[START DATA FOR THE TASK]
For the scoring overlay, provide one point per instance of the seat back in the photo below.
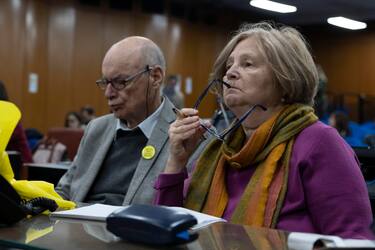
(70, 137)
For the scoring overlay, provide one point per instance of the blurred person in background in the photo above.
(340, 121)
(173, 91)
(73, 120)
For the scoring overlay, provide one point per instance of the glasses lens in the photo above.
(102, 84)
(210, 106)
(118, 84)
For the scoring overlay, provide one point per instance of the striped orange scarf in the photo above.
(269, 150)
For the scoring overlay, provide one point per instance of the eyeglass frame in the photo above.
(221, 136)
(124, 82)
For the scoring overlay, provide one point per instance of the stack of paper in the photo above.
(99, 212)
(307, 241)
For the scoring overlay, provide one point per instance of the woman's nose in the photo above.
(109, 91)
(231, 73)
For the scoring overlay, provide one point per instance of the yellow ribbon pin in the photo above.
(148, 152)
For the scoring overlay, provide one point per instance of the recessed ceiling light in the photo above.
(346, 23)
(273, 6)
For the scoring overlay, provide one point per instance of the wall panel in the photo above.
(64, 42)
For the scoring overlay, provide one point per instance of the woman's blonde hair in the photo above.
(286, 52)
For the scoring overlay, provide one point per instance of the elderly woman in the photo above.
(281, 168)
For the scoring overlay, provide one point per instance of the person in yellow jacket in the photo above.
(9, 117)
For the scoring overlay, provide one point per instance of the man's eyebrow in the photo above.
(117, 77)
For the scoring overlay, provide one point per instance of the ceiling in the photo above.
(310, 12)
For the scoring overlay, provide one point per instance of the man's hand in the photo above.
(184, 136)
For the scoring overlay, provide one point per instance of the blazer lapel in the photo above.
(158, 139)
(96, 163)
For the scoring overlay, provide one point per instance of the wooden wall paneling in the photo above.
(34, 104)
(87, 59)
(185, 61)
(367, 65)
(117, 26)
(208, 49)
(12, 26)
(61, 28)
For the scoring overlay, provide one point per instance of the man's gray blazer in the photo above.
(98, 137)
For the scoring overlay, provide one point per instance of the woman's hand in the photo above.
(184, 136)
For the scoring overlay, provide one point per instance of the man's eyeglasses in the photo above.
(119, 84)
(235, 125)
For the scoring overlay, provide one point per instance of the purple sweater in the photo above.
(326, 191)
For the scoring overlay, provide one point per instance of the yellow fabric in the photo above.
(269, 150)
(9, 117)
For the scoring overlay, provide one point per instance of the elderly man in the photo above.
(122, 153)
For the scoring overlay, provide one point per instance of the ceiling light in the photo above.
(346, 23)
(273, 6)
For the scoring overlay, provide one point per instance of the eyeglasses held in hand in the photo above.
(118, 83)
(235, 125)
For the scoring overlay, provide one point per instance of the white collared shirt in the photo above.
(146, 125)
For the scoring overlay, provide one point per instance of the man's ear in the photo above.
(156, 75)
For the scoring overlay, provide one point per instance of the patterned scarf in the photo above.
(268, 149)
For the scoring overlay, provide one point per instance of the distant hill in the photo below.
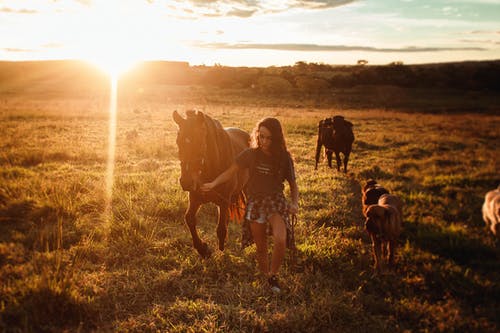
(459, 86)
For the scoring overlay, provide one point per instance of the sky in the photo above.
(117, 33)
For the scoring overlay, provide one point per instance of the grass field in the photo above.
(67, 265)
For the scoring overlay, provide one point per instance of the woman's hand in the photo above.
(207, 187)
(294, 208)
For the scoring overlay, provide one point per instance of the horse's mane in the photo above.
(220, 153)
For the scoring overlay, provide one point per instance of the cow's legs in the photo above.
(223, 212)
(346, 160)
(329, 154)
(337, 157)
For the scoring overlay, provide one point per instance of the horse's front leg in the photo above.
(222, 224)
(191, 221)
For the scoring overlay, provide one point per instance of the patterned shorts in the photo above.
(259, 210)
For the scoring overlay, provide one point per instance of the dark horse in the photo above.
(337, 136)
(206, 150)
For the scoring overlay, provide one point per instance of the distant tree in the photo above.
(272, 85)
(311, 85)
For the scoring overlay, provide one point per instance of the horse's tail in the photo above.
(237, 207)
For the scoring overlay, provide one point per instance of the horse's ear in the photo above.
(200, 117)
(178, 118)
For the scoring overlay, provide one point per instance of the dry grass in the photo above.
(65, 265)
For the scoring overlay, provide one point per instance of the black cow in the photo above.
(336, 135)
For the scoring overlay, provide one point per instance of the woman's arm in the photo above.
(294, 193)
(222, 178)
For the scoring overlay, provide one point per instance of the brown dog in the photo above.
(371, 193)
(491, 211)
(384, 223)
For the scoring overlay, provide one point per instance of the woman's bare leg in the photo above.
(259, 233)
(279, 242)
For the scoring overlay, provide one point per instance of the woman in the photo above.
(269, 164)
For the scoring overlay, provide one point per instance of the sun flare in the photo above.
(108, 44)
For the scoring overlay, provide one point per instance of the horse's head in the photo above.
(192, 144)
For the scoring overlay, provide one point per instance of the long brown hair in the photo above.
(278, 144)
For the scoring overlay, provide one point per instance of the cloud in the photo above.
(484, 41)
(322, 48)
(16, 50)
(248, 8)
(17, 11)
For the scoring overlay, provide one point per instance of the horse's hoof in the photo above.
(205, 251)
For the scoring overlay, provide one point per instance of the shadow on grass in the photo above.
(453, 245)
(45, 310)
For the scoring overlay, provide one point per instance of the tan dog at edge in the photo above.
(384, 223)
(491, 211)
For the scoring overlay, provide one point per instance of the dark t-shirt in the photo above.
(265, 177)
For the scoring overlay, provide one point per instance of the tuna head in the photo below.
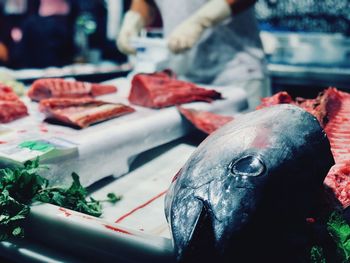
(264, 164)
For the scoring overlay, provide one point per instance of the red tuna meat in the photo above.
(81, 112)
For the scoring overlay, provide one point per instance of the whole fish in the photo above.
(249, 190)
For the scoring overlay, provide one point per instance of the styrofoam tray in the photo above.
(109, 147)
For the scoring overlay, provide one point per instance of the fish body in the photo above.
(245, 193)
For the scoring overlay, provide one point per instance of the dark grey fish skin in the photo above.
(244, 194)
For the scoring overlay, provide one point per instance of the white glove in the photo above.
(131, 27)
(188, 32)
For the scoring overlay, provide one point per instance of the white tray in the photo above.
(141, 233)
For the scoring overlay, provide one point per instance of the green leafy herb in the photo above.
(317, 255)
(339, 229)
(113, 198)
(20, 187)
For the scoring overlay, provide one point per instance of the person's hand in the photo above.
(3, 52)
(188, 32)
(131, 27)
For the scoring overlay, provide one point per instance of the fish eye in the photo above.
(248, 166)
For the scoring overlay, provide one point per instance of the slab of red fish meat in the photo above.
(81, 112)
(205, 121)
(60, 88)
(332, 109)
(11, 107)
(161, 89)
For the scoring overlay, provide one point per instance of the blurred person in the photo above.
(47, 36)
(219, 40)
[END DATA FOR THE TASK]
[START DATA FOR THE TASK]
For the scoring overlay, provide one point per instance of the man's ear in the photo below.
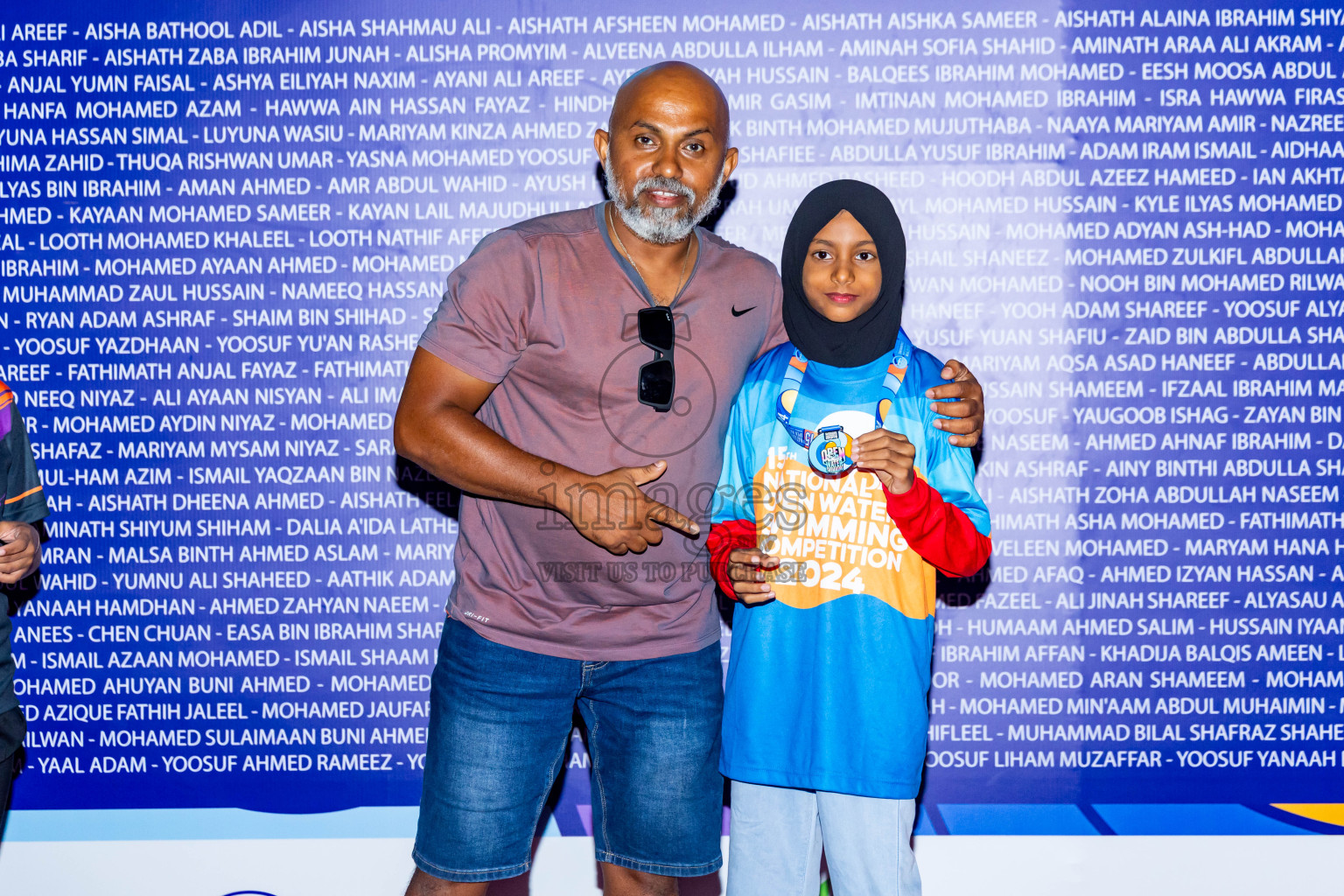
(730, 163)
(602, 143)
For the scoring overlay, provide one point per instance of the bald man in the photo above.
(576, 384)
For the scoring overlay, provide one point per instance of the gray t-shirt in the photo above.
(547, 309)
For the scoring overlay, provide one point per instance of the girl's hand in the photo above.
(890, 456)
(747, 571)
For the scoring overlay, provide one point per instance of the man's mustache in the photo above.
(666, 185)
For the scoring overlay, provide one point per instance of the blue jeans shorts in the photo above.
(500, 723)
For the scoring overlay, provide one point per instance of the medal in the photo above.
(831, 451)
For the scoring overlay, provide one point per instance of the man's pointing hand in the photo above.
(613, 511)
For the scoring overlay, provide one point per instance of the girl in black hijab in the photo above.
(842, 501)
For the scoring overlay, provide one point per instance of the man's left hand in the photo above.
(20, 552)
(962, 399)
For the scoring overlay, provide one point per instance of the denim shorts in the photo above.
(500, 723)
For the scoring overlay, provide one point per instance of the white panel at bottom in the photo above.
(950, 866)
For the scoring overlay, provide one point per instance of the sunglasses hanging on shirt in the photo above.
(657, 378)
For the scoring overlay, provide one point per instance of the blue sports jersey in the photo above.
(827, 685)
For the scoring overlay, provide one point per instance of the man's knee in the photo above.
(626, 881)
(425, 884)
[END DATA FOR THE TASK]
[START DATA FOR THE TASK]
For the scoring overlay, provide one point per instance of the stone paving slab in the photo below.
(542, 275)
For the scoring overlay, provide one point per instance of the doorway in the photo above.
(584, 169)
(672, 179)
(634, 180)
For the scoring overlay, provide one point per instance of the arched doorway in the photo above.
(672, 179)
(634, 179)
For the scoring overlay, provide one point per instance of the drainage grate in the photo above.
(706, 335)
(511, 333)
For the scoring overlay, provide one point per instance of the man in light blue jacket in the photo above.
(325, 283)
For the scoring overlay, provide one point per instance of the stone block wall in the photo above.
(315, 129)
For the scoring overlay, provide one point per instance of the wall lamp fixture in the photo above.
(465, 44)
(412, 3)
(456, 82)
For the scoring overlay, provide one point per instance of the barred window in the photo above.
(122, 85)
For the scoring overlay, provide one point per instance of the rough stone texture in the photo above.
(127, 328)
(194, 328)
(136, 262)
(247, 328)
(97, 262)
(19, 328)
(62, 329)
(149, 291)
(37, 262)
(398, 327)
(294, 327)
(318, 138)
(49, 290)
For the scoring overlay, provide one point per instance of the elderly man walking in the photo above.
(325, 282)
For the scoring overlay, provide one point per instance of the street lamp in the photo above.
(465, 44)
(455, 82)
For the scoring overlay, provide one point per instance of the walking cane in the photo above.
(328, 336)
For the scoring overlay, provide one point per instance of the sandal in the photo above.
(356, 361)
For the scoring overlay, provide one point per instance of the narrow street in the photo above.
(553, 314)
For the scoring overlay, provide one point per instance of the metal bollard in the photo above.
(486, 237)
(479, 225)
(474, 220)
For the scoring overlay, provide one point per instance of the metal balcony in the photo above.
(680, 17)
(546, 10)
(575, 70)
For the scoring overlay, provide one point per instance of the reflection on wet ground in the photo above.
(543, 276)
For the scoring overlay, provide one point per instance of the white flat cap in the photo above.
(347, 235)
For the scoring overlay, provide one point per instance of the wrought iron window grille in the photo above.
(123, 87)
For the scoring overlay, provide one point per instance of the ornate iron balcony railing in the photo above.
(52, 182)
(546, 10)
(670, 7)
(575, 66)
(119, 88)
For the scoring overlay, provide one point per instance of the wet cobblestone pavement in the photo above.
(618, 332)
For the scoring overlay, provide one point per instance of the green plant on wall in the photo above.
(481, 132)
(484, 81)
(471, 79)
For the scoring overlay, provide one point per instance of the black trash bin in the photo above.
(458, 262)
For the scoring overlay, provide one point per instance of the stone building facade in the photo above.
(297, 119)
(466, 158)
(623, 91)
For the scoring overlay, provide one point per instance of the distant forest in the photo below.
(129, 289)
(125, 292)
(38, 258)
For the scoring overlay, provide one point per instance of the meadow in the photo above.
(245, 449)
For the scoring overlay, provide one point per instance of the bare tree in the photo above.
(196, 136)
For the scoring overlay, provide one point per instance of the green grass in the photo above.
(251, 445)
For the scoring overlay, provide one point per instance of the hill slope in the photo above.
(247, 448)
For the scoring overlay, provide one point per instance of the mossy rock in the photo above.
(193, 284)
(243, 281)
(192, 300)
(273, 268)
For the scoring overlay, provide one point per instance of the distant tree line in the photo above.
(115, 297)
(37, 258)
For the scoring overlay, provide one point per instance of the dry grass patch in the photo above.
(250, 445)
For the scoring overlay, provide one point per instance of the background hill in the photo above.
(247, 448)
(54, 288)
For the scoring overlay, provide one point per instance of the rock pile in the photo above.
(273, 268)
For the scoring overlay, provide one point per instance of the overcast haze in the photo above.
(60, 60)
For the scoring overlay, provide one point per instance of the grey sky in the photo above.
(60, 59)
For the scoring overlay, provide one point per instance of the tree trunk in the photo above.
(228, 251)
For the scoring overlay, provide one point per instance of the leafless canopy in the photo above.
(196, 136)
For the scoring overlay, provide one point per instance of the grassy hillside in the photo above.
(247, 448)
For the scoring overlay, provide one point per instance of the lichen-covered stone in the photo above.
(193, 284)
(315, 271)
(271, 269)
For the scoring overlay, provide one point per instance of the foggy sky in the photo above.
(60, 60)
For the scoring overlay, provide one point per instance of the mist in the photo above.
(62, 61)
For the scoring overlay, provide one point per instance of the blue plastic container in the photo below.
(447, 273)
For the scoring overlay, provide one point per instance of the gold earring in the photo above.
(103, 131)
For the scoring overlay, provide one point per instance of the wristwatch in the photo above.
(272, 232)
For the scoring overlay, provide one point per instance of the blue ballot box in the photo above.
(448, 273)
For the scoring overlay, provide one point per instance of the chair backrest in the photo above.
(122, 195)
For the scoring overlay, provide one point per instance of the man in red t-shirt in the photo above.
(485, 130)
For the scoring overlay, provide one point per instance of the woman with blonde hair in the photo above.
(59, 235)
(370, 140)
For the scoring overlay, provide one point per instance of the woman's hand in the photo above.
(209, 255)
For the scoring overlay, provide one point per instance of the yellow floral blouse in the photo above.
[END DATA FOR THE TASK]
● AIM OF THE EXERCISE
Identify each line above that contains the word "blurred", with case counting, and copy every such line.

● CORRECT ANSWER
For the scoring overlay, provide one point per instance of the blurred person in background in the photo above.
For the scoring overlay, provide one point per instance of the blurred person in the photo above.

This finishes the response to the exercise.